Detection annotation rows:
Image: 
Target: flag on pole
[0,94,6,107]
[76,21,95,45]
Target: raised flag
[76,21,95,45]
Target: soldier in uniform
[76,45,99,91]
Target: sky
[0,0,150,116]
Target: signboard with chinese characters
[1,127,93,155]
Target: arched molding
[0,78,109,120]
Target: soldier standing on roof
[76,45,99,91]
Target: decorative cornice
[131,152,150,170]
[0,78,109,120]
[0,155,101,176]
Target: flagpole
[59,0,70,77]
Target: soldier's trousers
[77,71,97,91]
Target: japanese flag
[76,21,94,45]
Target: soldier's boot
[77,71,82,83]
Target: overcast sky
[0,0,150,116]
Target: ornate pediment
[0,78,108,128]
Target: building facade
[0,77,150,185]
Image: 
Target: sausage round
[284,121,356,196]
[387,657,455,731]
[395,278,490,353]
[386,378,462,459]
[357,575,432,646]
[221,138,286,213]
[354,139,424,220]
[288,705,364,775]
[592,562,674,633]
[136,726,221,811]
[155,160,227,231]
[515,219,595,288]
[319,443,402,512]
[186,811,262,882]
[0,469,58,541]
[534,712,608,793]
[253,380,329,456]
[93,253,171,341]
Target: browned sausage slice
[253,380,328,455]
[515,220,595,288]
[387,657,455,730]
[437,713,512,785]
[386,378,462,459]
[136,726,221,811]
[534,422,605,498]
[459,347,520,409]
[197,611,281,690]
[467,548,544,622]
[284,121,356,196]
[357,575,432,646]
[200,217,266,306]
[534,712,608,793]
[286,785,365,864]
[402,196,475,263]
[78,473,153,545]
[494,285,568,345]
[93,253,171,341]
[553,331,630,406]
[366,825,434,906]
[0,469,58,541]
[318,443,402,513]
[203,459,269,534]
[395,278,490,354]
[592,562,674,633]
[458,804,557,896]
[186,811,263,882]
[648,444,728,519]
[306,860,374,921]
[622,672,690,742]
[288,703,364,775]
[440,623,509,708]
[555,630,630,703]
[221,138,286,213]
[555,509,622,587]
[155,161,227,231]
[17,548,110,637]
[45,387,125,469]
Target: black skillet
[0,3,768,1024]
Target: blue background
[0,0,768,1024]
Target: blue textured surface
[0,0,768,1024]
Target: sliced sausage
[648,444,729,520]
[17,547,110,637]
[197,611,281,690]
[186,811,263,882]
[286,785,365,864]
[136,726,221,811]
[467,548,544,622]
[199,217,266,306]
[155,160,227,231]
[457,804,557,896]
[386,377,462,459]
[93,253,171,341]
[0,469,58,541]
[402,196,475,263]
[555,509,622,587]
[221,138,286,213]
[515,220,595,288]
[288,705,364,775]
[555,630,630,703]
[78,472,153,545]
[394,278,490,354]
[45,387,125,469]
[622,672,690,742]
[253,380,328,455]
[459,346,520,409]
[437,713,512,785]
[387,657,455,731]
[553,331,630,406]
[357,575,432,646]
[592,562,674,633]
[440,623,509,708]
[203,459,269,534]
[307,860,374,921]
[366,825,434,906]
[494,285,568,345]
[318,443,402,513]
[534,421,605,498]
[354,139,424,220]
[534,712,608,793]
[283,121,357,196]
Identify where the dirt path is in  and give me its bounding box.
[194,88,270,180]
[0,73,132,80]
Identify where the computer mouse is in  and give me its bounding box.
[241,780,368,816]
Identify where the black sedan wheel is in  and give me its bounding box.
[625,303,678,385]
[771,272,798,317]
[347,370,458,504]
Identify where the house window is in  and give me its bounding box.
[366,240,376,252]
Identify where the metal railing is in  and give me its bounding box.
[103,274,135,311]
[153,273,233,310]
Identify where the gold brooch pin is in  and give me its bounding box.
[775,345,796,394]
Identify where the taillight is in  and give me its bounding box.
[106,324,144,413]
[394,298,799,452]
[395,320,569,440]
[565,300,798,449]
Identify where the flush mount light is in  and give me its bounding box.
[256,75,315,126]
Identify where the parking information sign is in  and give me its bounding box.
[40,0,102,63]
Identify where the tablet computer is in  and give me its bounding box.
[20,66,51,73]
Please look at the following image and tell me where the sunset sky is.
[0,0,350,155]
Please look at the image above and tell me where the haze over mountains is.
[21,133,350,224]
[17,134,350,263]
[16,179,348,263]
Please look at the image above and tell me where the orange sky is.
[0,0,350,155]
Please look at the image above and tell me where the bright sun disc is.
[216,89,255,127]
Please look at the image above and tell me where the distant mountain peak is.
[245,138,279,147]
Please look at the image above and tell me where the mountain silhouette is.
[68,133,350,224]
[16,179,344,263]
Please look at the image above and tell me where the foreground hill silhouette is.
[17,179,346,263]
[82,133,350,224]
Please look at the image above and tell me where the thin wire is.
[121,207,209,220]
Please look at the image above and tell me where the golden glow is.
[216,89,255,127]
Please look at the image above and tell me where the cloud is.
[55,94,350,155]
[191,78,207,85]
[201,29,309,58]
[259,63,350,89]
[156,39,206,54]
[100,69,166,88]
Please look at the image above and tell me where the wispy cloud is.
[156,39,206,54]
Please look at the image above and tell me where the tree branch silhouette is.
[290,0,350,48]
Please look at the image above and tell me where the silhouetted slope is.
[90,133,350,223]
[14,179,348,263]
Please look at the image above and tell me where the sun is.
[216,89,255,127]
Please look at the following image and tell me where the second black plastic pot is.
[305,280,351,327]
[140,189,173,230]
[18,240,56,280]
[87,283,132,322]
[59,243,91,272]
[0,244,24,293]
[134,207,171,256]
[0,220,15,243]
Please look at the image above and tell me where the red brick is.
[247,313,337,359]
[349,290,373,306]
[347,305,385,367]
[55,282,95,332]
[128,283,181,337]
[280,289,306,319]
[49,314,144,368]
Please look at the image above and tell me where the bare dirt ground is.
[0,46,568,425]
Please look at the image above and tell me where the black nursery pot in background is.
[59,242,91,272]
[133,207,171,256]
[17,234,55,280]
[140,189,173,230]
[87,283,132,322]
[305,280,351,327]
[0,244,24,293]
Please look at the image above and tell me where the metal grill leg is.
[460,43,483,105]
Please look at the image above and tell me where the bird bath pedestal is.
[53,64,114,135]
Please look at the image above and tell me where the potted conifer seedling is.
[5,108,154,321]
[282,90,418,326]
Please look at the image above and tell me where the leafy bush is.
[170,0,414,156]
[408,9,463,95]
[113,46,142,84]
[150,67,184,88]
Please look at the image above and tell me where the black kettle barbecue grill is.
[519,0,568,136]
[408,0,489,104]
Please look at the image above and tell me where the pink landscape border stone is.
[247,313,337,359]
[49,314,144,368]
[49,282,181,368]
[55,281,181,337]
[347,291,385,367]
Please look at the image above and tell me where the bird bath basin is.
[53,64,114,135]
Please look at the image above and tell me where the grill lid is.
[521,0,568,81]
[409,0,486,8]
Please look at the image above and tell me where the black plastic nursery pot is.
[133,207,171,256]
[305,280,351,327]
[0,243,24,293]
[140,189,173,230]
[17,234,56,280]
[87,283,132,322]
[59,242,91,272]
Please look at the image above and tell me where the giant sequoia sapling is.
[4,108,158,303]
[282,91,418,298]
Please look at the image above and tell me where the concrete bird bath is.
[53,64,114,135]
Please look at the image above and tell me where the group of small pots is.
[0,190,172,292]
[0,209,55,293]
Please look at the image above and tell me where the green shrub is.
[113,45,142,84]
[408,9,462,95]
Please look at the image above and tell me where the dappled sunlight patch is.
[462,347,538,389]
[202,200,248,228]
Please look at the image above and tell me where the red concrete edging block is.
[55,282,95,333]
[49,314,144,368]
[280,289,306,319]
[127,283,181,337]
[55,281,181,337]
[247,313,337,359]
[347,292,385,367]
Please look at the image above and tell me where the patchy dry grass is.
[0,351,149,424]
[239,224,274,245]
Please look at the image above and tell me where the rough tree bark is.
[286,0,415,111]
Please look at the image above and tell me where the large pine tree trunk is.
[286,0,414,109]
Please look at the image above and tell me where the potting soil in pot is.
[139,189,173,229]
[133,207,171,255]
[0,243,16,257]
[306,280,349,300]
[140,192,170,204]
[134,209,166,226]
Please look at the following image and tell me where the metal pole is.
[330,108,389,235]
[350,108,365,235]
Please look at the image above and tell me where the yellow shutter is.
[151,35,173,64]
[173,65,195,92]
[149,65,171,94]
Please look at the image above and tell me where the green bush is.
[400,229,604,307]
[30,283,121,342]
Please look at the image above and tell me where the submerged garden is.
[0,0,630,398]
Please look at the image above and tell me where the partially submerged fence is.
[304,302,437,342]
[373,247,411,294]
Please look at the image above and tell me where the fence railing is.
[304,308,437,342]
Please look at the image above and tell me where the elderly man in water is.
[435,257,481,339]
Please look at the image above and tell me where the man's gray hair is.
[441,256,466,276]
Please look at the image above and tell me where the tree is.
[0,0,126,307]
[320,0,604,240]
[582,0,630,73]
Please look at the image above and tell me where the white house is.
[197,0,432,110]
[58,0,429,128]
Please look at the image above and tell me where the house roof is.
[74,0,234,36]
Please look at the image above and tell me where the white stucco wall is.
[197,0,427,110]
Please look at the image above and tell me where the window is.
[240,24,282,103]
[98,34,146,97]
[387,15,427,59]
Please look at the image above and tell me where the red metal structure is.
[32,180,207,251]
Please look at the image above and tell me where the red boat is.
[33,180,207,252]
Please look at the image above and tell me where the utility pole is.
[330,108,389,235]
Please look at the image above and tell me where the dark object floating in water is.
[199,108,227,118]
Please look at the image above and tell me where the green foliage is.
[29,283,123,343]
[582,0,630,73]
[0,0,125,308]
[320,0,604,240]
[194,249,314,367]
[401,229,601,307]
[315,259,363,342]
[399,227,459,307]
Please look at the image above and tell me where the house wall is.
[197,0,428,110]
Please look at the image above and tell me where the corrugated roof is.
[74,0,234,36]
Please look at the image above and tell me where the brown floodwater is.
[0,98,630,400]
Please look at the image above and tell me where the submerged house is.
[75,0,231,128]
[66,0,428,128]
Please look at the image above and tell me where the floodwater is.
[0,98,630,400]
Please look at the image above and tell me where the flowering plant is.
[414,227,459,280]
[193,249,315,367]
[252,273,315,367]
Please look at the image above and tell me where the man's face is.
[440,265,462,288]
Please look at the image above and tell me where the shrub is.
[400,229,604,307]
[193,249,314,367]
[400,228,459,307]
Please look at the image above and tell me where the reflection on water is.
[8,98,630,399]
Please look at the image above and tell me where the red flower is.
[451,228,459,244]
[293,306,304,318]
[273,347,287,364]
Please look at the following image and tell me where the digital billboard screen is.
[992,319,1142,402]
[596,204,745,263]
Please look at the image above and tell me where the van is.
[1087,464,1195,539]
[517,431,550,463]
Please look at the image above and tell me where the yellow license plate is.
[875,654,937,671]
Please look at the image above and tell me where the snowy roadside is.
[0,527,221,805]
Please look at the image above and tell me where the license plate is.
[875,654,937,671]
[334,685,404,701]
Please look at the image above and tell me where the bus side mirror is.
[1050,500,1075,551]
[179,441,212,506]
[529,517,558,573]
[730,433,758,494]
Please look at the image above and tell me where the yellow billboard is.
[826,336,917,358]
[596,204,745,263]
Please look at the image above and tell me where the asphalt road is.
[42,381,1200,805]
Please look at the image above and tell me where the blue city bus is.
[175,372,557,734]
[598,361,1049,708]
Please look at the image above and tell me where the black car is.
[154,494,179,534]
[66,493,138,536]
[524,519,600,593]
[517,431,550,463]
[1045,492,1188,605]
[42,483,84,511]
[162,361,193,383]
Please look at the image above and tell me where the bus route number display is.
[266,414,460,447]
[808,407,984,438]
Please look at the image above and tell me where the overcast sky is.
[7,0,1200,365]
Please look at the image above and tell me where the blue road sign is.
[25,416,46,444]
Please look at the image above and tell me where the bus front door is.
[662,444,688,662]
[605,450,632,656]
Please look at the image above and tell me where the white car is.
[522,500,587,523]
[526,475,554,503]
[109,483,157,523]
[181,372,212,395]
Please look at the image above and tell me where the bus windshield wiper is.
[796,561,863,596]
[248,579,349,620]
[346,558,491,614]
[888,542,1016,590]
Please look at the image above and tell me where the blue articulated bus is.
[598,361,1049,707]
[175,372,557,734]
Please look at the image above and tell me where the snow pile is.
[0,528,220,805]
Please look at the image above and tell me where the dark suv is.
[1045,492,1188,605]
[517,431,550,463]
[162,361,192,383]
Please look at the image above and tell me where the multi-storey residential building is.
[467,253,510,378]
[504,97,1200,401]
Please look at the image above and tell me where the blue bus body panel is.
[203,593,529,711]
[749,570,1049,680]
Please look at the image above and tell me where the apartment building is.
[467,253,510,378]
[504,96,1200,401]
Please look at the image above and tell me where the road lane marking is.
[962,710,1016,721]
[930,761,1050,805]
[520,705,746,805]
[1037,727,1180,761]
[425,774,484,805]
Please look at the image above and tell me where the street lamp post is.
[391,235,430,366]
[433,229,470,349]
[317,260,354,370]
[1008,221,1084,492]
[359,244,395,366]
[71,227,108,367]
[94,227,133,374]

■ Requirements ■
Locate each line of the rows above that contains the word "railing", treating uppercase and lowercase as different, and copy those lines out.

■ Answer to the exercise ■
Identify where the metal railing is in  and give me its bounding box.
Please look at the image above and tell me where the fence railing is.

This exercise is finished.